=== PROBLEM TO SOLVE ===
Copy out the records in full, word for word, without pictures.

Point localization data
···
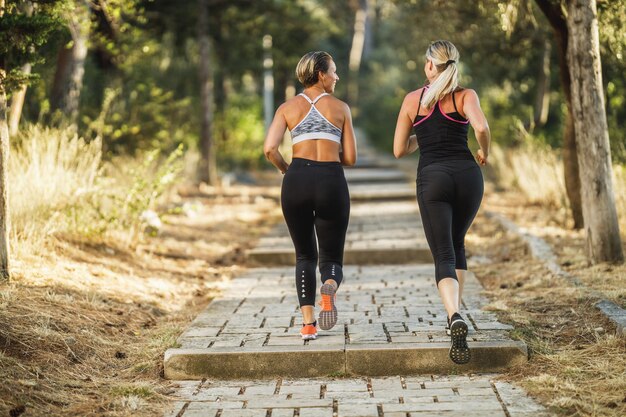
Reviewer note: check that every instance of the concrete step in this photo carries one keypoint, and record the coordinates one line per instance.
(425, 395)
(391, 322)
(374, 175)
(382, 191)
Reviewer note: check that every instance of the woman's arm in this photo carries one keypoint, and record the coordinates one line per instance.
(273, 140)
(403, 144)
(348, 139)
(473, 112)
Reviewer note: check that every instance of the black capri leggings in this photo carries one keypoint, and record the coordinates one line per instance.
(449, 195)
(315, 200)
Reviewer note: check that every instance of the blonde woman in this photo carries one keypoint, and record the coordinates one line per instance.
(449, 181)
(314, 196)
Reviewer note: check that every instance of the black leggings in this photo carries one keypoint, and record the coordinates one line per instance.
(449, 195)
(315, 200)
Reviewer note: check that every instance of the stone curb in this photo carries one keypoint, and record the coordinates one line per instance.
···
=== SOLVED EXERCISE ===
Reviewer note: check that every instance of the concrete step in this photo carries one keypoint, and record the coordinates one line per instance.
(425, 395)
(391, 322)
(374, 175)
(382, 191)
Reviewer note: check that every instance of the woman's arm in this photo carries one keypoint, and record the coordinates one line per instance.
(273, 140)
(403, 144)
(348, 139)
(473, 112)
Reviewer note: check that every instance of the black capri leggings in this photo carries one keypoint, and record the coordinates one line per instance.
(449, 195)
(315, 200)
Reviewer note: check that every instance of the blonde woman in this photo carries one keypoint, and record the coordinates one line per instance.
(449, 181)
(314, 196)
Reviewer note: check that every instance of the black leggings in this photo carries one keypoint, and record the coordinates one line per instance.
(449, 195)
(315, 200)
Reviewer note: check that every instance of the stone curb in this photo carries one keypoint, and record the coordinates one line per instance.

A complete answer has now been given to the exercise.